Passage to read:
□ □ □
60 semester credit hours minimum

Coursework: 42 semester credit hours

Forty-two semester credit hours of which at least thirty-three must be in organized courses.

Required Courses: 15 semester credit hours

IDEA 6300 Proseminar in History of Ideas1

ARHM 6310 Team-Taught Interdisciplinary Seminar

9 semester credit hours of Field Examination Preparation:

Six (6) semester credit hours of IDEA 8305 Field Exam Preparation in History of Ideas

Three (3) semester credit hours of exam preparation in any discipline at the 8000-level.

Breadth Requirements: 6 semester credit hours

One 3 semester credit hours course each in HIST and in PHIL.

Major Electives: 15 semester credit hours

Fifteen semester credit hours in any combination of HIST and PHIL courses.

Free Electives: 6 semester credit hours

Six semester credit hours of electives in any organized graduate-level courses.

Option: Disciplinary Emphasis

Students may optionally declare one of the following disciplines of emphasis, in which case they must meet the following additional requirements:

History Emphasis

Required Courses: 3 semester credit hours

HIST 6301 Historiography2

Courses in History: 12 semester credit hours

Twelve semester credit hours in HIST courses, at least 3 of which must be in a course that is marked in the syllabus as "Research Oriented" and has a final product consisting of a research paper.

Philosophy Emphasis

Courses in Philosophy: 15 semester credit hours

Fifteen semester credit hours in PHIL courses.
□ □ □
Given problem: Copy out the full list of credit-hour requirements word for word, keeping every heading and line in its original order.
□ □ □
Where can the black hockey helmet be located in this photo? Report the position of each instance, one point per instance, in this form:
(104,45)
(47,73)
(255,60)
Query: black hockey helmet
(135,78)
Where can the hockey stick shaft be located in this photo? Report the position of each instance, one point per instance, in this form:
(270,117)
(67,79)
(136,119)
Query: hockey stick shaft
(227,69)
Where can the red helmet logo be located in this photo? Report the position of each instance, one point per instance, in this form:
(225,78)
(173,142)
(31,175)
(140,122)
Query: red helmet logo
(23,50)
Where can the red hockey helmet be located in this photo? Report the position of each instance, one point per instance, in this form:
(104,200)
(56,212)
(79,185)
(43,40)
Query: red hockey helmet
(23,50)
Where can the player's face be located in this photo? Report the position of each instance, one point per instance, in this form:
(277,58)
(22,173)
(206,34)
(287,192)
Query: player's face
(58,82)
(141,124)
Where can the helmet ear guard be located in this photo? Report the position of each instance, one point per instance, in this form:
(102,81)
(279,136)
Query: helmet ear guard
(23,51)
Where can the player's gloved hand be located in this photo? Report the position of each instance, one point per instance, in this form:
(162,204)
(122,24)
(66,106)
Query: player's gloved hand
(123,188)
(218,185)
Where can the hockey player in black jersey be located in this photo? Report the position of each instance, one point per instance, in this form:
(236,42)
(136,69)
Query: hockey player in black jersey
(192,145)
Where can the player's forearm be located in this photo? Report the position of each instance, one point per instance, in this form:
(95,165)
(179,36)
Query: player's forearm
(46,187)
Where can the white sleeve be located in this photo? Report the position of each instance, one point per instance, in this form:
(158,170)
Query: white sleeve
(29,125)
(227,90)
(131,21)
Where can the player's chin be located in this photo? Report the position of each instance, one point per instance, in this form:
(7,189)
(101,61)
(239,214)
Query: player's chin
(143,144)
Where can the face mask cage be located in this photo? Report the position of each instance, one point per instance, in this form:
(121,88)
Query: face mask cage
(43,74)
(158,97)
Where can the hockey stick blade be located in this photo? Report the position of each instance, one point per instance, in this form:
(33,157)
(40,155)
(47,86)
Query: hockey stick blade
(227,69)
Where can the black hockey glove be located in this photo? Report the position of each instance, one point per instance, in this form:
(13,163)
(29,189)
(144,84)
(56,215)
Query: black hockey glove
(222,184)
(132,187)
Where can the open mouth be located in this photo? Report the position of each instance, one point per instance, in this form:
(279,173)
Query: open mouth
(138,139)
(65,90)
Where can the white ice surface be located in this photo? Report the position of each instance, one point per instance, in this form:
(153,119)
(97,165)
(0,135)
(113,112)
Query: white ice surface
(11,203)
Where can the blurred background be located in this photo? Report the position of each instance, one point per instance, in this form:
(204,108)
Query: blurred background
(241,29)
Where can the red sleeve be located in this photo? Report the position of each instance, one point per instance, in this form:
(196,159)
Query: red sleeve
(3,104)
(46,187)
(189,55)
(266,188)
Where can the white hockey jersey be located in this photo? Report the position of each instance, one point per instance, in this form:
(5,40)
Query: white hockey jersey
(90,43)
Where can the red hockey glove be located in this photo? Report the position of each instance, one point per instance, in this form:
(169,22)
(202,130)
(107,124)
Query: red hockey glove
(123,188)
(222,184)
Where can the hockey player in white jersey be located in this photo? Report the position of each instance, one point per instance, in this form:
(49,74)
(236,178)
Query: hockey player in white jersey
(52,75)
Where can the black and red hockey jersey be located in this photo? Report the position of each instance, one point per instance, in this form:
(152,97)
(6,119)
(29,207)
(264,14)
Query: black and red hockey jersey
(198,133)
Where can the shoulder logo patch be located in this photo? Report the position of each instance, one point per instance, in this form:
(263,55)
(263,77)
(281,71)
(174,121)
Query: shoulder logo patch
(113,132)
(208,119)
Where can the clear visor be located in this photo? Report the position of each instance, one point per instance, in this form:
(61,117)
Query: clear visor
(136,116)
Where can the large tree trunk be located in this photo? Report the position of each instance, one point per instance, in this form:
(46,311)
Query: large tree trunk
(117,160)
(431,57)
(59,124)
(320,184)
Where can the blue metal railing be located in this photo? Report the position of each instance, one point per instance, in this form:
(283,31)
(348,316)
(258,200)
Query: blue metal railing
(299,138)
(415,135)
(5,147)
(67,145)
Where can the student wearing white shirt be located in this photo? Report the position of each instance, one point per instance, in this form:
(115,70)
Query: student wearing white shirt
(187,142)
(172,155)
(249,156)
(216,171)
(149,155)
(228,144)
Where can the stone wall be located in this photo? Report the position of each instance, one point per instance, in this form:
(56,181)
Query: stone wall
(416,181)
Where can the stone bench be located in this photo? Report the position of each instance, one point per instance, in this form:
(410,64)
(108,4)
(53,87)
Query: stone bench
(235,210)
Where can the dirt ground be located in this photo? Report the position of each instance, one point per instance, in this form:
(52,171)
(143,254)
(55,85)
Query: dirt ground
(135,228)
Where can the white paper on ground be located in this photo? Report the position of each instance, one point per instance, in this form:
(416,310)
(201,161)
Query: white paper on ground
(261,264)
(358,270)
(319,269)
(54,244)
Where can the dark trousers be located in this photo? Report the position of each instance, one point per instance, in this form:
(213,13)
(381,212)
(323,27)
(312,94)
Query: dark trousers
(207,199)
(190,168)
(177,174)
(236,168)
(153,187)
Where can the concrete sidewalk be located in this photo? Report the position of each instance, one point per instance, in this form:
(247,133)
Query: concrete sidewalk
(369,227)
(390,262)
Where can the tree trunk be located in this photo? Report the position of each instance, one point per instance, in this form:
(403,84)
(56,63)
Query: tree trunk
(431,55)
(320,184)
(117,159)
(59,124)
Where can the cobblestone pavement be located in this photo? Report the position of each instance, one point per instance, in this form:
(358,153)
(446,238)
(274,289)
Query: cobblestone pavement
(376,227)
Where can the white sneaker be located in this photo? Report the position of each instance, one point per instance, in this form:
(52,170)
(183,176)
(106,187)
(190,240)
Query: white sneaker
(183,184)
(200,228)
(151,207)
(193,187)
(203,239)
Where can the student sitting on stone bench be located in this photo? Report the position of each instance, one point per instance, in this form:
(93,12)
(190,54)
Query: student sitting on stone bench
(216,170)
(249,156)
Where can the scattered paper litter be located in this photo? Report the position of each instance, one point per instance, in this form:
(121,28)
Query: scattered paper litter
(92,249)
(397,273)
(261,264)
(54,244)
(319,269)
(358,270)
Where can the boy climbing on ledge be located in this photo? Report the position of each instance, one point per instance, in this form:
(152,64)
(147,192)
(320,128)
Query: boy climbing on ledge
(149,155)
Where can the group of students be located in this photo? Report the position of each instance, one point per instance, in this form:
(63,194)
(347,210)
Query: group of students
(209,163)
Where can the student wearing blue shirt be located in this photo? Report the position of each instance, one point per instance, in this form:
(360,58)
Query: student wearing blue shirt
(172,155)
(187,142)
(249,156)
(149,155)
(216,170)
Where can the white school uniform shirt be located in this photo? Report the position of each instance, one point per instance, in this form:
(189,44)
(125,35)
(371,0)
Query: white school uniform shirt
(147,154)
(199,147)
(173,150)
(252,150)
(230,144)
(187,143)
□ □ □
Output of the exercise:
60 semester credit hours minimum

Coursework: 42 semester credit hours

Forty-two semester credit hours of which at least thirty-three must be in organized courses.

Required Courses: 15 semester credit hours

IDEA 6300 Proseminar in History of Ideas1

ARHM 6310 Team-Taught Interdisciplinary Seminar

9 semester credit hours of Field Examination Preparation:

Six (6) semester credit hours of IDEA 8305 Field Exam Preparation in History of Ideas

Three (3) semester credit hours of exam preparation in any discipline at the 8000-level.

Breadth Requirements: 6 semester credit hours

One 3 semester credit hours course each in HIST and in PHIL.

Major Electives: 15 semester credit hours

Fifteen semester credit hours in any combination of HIST and PHIL courses.

Free Electives: 6 semester credit hours

Six semester credit hours of electives in any organized graduate-level courses.

Option: Disciplinary Emphasis

Students may optionally declare one of the following disciplines of emphasis, in which case they must meet the following additional requirements:

History Emphasis

Required Courses: 3 semester credit hours

HIST 6301 Historiography2

Courses in History: 12 semester credit hours

Twelve semester credit hours in HIST courses, at least 3 of which must be in a course that is marked in the syllabus as "Research Oriented" and has a final product consisting of a research paper.

Philosophy Emphasis

Courses in Philosophy: 15 semester credit hours

Fifteen semester credit hours in PHIL courses.